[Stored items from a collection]
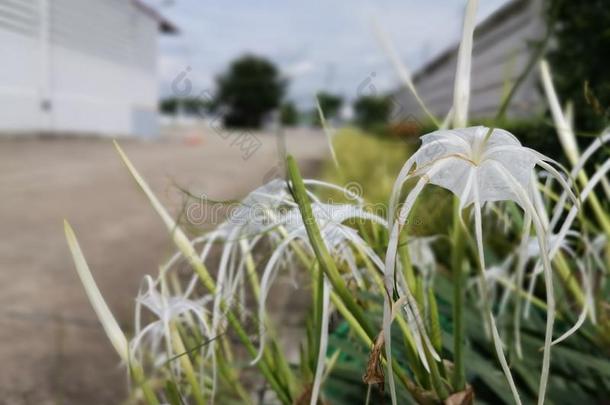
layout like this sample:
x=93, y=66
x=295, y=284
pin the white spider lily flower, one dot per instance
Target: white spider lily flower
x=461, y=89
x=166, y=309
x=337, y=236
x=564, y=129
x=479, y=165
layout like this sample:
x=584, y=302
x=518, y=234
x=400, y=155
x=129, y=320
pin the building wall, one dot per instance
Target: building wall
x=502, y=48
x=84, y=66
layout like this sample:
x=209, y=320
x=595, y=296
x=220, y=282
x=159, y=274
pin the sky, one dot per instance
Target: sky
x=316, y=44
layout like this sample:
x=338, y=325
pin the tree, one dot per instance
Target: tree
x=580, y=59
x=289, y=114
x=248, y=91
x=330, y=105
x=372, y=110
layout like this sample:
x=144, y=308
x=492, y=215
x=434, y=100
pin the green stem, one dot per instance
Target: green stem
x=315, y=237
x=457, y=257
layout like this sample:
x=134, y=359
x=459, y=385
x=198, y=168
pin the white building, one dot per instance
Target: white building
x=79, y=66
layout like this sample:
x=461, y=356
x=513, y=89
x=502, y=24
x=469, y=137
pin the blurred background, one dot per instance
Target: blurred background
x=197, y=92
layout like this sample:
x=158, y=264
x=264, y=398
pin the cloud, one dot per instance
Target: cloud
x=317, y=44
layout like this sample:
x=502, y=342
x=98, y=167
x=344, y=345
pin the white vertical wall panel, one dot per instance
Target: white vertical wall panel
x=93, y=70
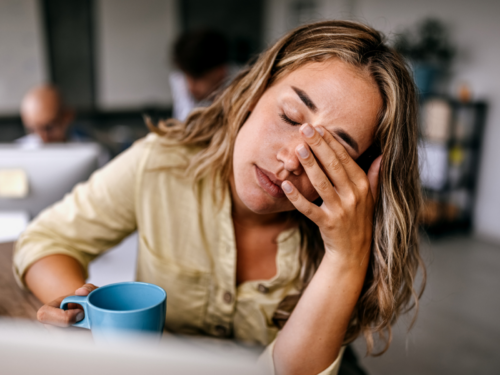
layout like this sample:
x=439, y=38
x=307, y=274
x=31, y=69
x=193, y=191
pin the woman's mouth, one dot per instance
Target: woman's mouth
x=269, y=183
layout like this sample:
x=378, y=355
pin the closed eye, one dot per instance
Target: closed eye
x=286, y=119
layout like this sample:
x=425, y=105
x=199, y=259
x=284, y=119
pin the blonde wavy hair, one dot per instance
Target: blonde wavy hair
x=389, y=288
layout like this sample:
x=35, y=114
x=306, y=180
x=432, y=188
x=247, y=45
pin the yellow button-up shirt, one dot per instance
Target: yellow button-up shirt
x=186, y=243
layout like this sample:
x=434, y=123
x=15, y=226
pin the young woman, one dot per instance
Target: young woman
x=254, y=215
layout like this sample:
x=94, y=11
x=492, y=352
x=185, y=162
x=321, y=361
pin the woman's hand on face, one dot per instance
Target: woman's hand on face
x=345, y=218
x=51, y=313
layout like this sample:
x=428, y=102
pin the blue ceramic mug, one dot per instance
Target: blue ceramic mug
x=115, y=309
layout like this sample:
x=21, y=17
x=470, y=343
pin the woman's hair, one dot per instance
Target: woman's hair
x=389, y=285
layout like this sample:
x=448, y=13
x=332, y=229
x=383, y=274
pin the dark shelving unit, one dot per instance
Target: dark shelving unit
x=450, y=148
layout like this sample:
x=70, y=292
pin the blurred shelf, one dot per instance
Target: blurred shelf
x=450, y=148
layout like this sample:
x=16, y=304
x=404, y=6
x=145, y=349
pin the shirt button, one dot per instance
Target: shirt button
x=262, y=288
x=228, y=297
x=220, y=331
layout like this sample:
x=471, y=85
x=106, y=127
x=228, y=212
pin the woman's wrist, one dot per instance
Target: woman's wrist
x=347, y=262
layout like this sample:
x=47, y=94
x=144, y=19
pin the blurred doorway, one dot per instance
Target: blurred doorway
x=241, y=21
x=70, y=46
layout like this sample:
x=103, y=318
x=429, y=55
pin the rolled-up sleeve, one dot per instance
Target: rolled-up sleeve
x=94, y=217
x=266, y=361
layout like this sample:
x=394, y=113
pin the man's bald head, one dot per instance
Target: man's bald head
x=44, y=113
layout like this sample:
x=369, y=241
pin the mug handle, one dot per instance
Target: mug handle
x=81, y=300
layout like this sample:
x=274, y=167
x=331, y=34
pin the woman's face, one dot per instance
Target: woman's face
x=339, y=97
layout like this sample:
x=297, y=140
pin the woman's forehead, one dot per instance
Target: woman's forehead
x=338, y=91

* What you will do
Rewrite every line of the entries, starting at the beginning and going through the line that contains "x=372, y=110", adding 47 to each coordinate in the answers and leaving all other lines unchanged. Omit the pictures.

* Answer to the exercise
layout like this sample:
x=93, y=66
x=295, y=284
pin the white spider lily flower, one dot per instance
Target: white spider lily flower
x=508, y=136
x=213, y=356
x=384, y=283
x=611, y=176
x=526, y=212
layout like this sample:
x=584, y=302
x=518, y=234
x=400, y=155
x=129, y=320
pin the building wall, one dot per instance
Target: building wall
x=549, y=95
x=131, y=113
layout like this sample:
x=209, y=320
x=595, y=296
x=220, y=282
x=159, y=274
pin the sky, one dot per instance
Target: sky
x=363, y=91
layout like this sample:
x=338, y=325
pin the tree, one dot per instance
Target: tree
x=627, y=106
x=336, y=161
x=295, y=138
x=377, y=152
x=419, y=157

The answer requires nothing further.